**Job:** Reproduce all of the data below word for word, leaving the picture out of your copy.
········
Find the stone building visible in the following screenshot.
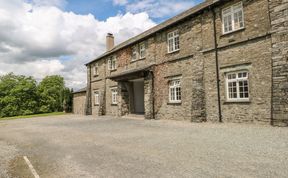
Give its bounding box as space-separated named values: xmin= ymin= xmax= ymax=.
xmin=73 ymin=88 xmax=86 ymax=115
xmin=85 ymin=0 xmax=288 ymax=126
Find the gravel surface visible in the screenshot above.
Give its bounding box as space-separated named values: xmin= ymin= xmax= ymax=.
xmin=0 ymin=115 xmax=288 ymax=178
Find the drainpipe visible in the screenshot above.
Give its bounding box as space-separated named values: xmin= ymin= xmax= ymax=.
xmin=85 ymin=64 xmax=92 ymax=115
xmin=212 ymin=9 xmax=223 ymax=122
xmin=150 ymin=71 xmax=155 ymax=119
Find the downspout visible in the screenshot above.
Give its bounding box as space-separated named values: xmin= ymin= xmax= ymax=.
xmin=150 ymin=71 xmax=155 ymax=119
xmin=85 ymin=64 xmax=92 ymax=115
xmin=212 ymin=9 xmax=223 ymax=122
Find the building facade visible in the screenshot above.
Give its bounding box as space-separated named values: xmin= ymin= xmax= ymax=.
xmin=85 ymin=0 xmax=288 ymax=126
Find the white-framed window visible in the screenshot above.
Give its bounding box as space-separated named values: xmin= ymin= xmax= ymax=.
xmin=139 ymin=43 xmax=146 ymax=59
xmin=111 ymin=88 xmax=118 ymax=104
xmin=94 ymin=90 xmax=100 ymax=105
xmin=167 ymin=30 xmax=180 ymax=53
xmin=93 ymin=63 xmax=99 ymax=76
xmin=169 ymin=78 xmax=181 ymax=103
xmin=108 ymin=56 xmax=117 ymax=70
xmin=222 ymin=2 xmax=244 ymax=34
xmin=226 ymin=71 xmax=249 ymax=101
xmin=131 ymin=45 xmax=138 ymax=61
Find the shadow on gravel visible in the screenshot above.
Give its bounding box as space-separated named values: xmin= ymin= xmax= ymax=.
xmin=8 ymin=156 xmax=34 ymax=178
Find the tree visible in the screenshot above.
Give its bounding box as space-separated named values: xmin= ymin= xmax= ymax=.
xmin=37 ymin=75 xmax=66 ymax=113
xmin=0 ymin=73 xmax=38 ymax=117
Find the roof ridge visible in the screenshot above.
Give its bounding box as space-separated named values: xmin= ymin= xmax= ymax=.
xmin=85 ymin=0 xmax=220 ymax=65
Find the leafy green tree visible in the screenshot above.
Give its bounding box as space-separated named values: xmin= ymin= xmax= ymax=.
xmin=0 ymin=73 xmax=38 ymax=117
xmin=37 ymin=75 xmax=66 ymax=113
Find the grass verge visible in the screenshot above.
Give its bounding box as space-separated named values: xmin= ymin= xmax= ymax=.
xmin=0 ymin=112 xmax=67 ymax=120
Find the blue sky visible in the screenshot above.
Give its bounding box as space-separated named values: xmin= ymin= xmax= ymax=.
xmin=65 ymin=0 xmax=203 ymax=23
xmin=0 ymin=0 xmax=203 ymax=89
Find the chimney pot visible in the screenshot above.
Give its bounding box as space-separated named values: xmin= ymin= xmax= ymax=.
xmin=106 ymin=33 xmax=114 ymax=51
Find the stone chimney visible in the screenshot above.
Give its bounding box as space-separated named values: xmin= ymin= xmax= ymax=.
xmin=106 ymin=33 xmax=114 ymax=51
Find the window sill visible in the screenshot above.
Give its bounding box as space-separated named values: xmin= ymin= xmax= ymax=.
········
**Result:**
Find the stone building visible in the following screenshot.
Give its bounding box as space-separated named values: xmin= ymin= xmax= ymax=.
xmin=73 ymin=88 xmax=86 ymax=115
xmin=85 ymin=0 xmax=288 ymax=126
Find the gravel surface visible in the screenshot above.
Give its bounding box as space-separated named values: xmin= ymin= xmax= ymax=.
xmin=0 ymin=115 xmax=288 ymax=178
Find the drainpipe visible in the screenshot above.
Give its bounding box as space-separated named values: xmin= ymin= xmax= ymax=.
xmin=85 ymin=64 xmax=92 ymax=115
xmin=212 ymin=9 xmax=223 ymax=122
xmin=150 ymin=71 xmax=155 ymax=119
Find the downspout visible in the screenshot above.
Give its bounding box as space-separated named values: xmin= ymin= xmax= ymax=.
xmin=150 ymin=71 xmax=155 ymax=119
xmin=85 ymin=64 xmax=92 ymax=115
xmin=212 ymin=9 xmax=223 ymax=122
Find the building facade visible in the screenshot above.
Give its bounding box as space-separated named values: xmin= ymin= xmax= ymax=.
xmin=85 ymin=0 xmax=288 ymax=126
Find the white-framed window visible in the screenshot above.
Give its bounding box as space-separated named values: xmin= ymin= xmax= ymax=.
xmin=139 ymin=43 xmax=146 ymax=59
xmin=111 ymin=88 xmax=118 ymax=104
xmin=94 ymin=90 xmax=100 ymax=105
xmin=167 ymin=30 xmax=180 ymax=53
xmin=93 ymin=63 xmax=99 ymax=76
xmin=169 ymin=78 xmax=181 ymax=103
xmin=108 ymin=56 xmax=117 ymax=70
xmin=222 ymin=2 xmax=244 ymax=34
xmin=226 ymin=71 xmax=249 ymax=101
xmin=131 ymin=45 xmax=138 ymax=61
Find the shadow on gravel visible in the screenshot above.
Give its bounding box as space-separated named values: xmin= ymin= xmax= ymax=.
xmin=8 ymin=156 xmax=34 ymax=178
Find the tree visible in the screenshot above.
Give its bounding box as space-separated named values: xmin= ymin= xmax= ymax=.
xmin=37 ymin=75 xmax=66 ymax=113
xmin=0 ymin=73 xmax=38 ymax=117
Find the roof ridge visible in the screenshot above.
Give its bounding box as space-separated named values: xmin= ymin= xmax= ymax=.
xmin=85 ymin=0 xmax=220 ymax=65
Find the leafy green tree visible in the screenshot above.
Give its bounding box as space-separated named values: xmin= ymin= xmax= ymax=.
xmin=0 ymin=73 xmax=38 ymax=117
xmin=37 ymin=75 xmax=66 ymax=113
Find the grass verge visible in the screenshot above.
Give its bounding box as space-separated named values: xmin= ymin= xmax= ymax=.
xmin=0 ymin=112 xmax=67 ymax=120
Find the blue sky visible in the screenshot above.
Give its bounding box as space-separated named values: xmin= ymin= xmax= ymax=.
xmin=65 ymin=0 xmax=203 ymax=23
xmin=0 ymin=0 xmax=203 ymax=89
Find the chimney pot visible in the screenshot above.
Give its bounding box as space-separated named values: xmin= ymin= xmax= ymax=.
xmin=106 ymin=33 xmax=114 ymax=51
Find the stone chimney visible in the screenshot above.
Give its bounding box as space-separated named values: xmin= ymin= xmax= ymax=.
xmin=106 ymin=33 xmax=114 ymax=51
Find the window sill visible in the screenshot above.
Give its bounding box as space-separated named values: xmin= ymin= xmax= ymax=.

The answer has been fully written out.